*QUESTIONS TO ANSWER:*
a) Translate this sentence from the Wales–Scotland rugby report below into Spanish: "Nobody could doubt Welsh players' commitment in the tackle."
b) Pick up the Wales–Scotland rugby report below after its final sentence and keep writing it.
PROVIDED TEXT section start
START with the positives,
The new-look Welsh back-row trio was good. Dafydd Jenkins looks like a good pick at lock. Wales created enough chances to do significantly better than the scoreline suggests. Nobody could doubt Welsh players’ commitment in the tackle.
And then there are the bad points. How long do you have?
The Welsh lineout was a mess, and time before the England game must be spent hitting a cow’s arse with a banjo for target practice. For all his exceptional qualities in other respects, Dan Biggar stands way too deep at fly-half, meaning the Welsh midfield must work twice as hard to cross the gain line. Wales’s handling was sloppy, and their kicking game was ineffective. Periods of pressure went unrewarded because of poor skills and indiscipline.
None of that downplays the Scots’ quality and sometimes scintillating handling in a game that Wales can look back on only with “ifs”, “whats”, and “maybes”.
To summarise: “meh”.
Wales’s new-look line-up did well in the first quarter. In contrast to the defeat to Ireland, the Welsh stifled Scotland’s attempts to run the ball, and the young back-row shone in the tackle and breakdown.
PROVIDED TEXT section end
SOURCE INFORMATION section start
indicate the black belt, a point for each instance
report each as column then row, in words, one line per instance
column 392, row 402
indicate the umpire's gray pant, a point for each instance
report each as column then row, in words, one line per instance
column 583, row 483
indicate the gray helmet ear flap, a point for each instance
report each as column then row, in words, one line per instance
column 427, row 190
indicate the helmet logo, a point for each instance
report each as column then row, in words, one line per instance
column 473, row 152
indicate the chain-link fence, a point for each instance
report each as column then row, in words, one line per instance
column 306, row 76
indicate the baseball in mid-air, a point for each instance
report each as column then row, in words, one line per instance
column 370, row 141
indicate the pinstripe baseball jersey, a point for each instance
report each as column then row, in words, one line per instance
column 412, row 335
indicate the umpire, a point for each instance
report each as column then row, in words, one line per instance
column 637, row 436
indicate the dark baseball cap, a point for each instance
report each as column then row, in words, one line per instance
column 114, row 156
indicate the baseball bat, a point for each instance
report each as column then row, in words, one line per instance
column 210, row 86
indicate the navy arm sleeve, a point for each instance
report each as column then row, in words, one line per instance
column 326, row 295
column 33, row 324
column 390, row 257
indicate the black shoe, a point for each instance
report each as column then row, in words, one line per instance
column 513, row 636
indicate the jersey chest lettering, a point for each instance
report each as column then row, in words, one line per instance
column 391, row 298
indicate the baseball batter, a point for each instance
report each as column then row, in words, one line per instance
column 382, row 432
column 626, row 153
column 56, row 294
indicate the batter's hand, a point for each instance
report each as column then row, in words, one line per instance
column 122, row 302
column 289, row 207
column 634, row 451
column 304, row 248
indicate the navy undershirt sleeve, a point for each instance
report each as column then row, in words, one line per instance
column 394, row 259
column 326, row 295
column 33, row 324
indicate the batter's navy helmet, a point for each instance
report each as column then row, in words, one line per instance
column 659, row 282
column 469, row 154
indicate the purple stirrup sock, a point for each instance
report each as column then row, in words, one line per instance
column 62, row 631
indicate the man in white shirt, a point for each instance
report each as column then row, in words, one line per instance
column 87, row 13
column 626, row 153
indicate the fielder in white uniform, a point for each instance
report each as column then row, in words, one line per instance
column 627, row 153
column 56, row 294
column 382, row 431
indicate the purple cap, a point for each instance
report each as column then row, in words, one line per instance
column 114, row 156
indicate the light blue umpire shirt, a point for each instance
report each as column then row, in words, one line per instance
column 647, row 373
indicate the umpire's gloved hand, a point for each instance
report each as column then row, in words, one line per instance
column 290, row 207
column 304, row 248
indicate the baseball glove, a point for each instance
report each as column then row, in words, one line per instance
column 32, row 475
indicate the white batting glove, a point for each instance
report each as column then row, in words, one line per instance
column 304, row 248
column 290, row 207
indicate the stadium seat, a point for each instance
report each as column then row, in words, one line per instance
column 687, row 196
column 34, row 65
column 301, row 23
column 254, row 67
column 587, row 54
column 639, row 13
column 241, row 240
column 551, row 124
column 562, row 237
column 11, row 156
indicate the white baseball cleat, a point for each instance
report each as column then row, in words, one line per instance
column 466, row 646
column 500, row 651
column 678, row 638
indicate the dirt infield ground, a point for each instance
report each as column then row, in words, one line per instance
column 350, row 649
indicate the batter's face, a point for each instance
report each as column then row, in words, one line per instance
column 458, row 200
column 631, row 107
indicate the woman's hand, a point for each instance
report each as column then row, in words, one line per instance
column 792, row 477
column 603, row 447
SOURCE INFORMATION section end
*YOUR WRITTEN ANSWERS:*
a) Nadie podría dudar del compromiso de los jugadores galeses en el placaje.

b)
However, a misplaced kick landed in the hands of Scottish centre Huw Jones whose pace and power split the Welsh defensive line. With a seemingly inevitable try, some excellent Welsh defence shut down the opportunity, but at the cost of a penalty for offside. Finn Russell easily landed to give the Scots an early lead.
After an injury forced off Stuart Hogg, a reshuffled home backline looked more incisive. The midfield pressure increased as the Scottish pack and centres hammered away at the Welsh defence. However, it was an error in possession by the otherwise outstanding Tommy Reffell that gifted Russell a second penalty to make the score 6-0 to the homesters.
Wales came back hard, and the hard-working pack won a scrum penalty. Biggar’s attempt was off-target, and Scotland returned to the attack.
Josh Adams and Rio Dyer combined to halt Kyle Steyn’s run to the corner. However, from the resulting passage of play, Scotland parked themselves on the Welsh line, and hooker George Turner muscled his way over to give the Scots a 13-0 lead after Russell landed a simple two-pointer.
It was from hero to zero for Turner. Minutes after scoring the game’s opening try, he was in the sin bin for a swinging arm contact on George North.
With Scotlands down to 14, Wales took advantage and applied continuous pressure. From a short-range lineout, a Welsh maul drove Ken Owens over the line, and Wales went in 13-7 behind at the half after Dan Biggar added the extras.
The second half kicked off at a furious pace. Wales pressurised the Scottish line. Strong defence and Welsh handling errors compounded inaccuracy at the lineout and on the deck, allowing the Scots to break the shackles.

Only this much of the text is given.